EXTRACT:
Amnesty International has issued a new report accusing the state of Israel with the crime of genocide in its actions against the Palestinian people in the Gaza Strip. The crime of genocide is the most serious crime in international law and an accusation of genocide needs to meet extremely specific and demanding criteria of both actions and intent. Amnesty International is a well-respected human rights organization with a record of accomplishment that deserves respect.
It is a long, incredibly detailed report with evidence from a variety of credible sources. The report begins with an acknowledgement of what needs to be proven in order to support an accusation of genocide:
“To make a determination on genocide, Amnesty International first examined whether Palestinians in Gaza constitute part of a protected group under the 1948 Convention on the Prevention and Punishment of the Crime of Genocide (Genocide Convention), that is a national, ethnical, racial or religious group. It then focused on three out of the five prohibited acts under the Genocide Convention: ‘killing members of the group’; ‘causing serious bodily or mental harm to members of the group’; and ‘deliberately inflicting on the group conditions of life calculated to bring about its physical destruction in whole or in part’. It finally examined whether Israel committed these acts with the specific ‘intent to destroy, in whole or in part, [the] group, as such’.”
The report then goes through each of these criteria and documents specific cases through eyewitness testimonies. I was unaware of several of these cases, even though I have tried to be as well-informed as I can on this conflict. Much of the evidence, largely from satellite imagery, suggests destruction in Gaza which can hardly be described as precision accuracy. And the degree of forced displacement is staggering. Given the scale of destruction in such a small area, it would be difficult to deny that the degree of “harm” inflicted on the population in the Gaza satisfies the first two criteria of the Convention.
The significantly more difficult question to answer is whether Israel intends to “destroy, in while or in part, [the] group, as such”. People have intentions; governments have intention; it is questionable whether “states” have intentions. In today’s US Department of State Press Briefing, members of the press questioned the matter of intent:
“QUESTION: Because now we have Amnesty International. Before that, we had Human Rights Watch. We have all the UN organizations, all the human rights organizations probably throughout the world, B’Tselem, the Israeli human rights organization, every other organization saying that Israel is committing genocide. And depends – I mean it says – I know that genocide depends a great deal on intent, and it says – it bases its conclusion on statement time and time and time again by Israeli commanders, by Israeli officials, by certainly the president of Israel, by many, many other people that said they are committing genocide. I mean, we see that they have killed 44, 45 thousand people, 17,000 children. It deprives it food from going in, it deprives anesthesia from going on. CNN reported yesterday that Israel disallowed anesthesia from going into Gaza.
What is it going to take for you – for the United States of America that really holds the moral high ground on these issues, on human rights issues – to say what is happening is genocide? Because you are – what we see today, what we witness in northern Gaza is basically starvation by intent.

TASKS:
#1 Revise the commentary on the Amnesty report, starting with "The report then" and going on through "of the Convention.", with "satellite imagery" replaced by "aerial photography".
#2 Write the next part of the commentary on the Amnesty report, picking up after its last sentence.
No task needs the lines that come after this text.

COLLECTED MATERIAL:
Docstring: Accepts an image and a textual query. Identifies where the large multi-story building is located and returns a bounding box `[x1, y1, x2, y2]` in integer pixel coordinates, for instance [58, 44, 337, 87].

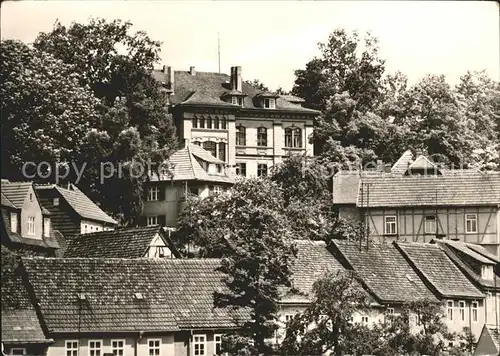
[153, 66, 318, 176]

RESPONSES:
#1
The report then goes through each of these criteria and documents specific cases through eyewitness testimonies. I was unaware of several of these cases, even though I have tried to be as well-informed as I can on this conflict. Much of the evidence, largely from aerial photography, suggests destruction in Gaza which can hardly be described as precision accuracy. And the degree of forced displacement is staggering. Given the scale of destruction in such a small area, it would be difficult to deny that the degree of “harm” inflicted on the population in the Gaza satisfies the first two criteria of the Convention.

#2
MR PATEL: Said, that’s an opinion. And you’re certainly welcome and you are entitled to it, as are all the organizations that you listed. They are entitled to make their own analysis of the situation and come to their own conclusions. What I can say as a spokesperson of the U.S. Government and as a spokesperson of this administration is that the findings of – the accusations of genocide, we continue to believe those to be unfounded. That does not change and that does not change the prioritization and the stress and the emphasis that we are placing on ensuring that there is appropriate access to humanitarian assistance, ensuring that every possible measure is taken to protect civilians, ensuring that we’re doing everything possible to bring this war to an end.
QUESTION: So —
MR PATEL: People, organizations, groups are entitled to draw their own conclusions. The U.S. conclusion is that these allegations of genocide are unfounded. There are and there continue to exist a number of avenues within the U.S. Government in which we are looking at what’s happening on the ground, where those assessments continue to be ongoing. But I don’t have any update to provide as it relates to that.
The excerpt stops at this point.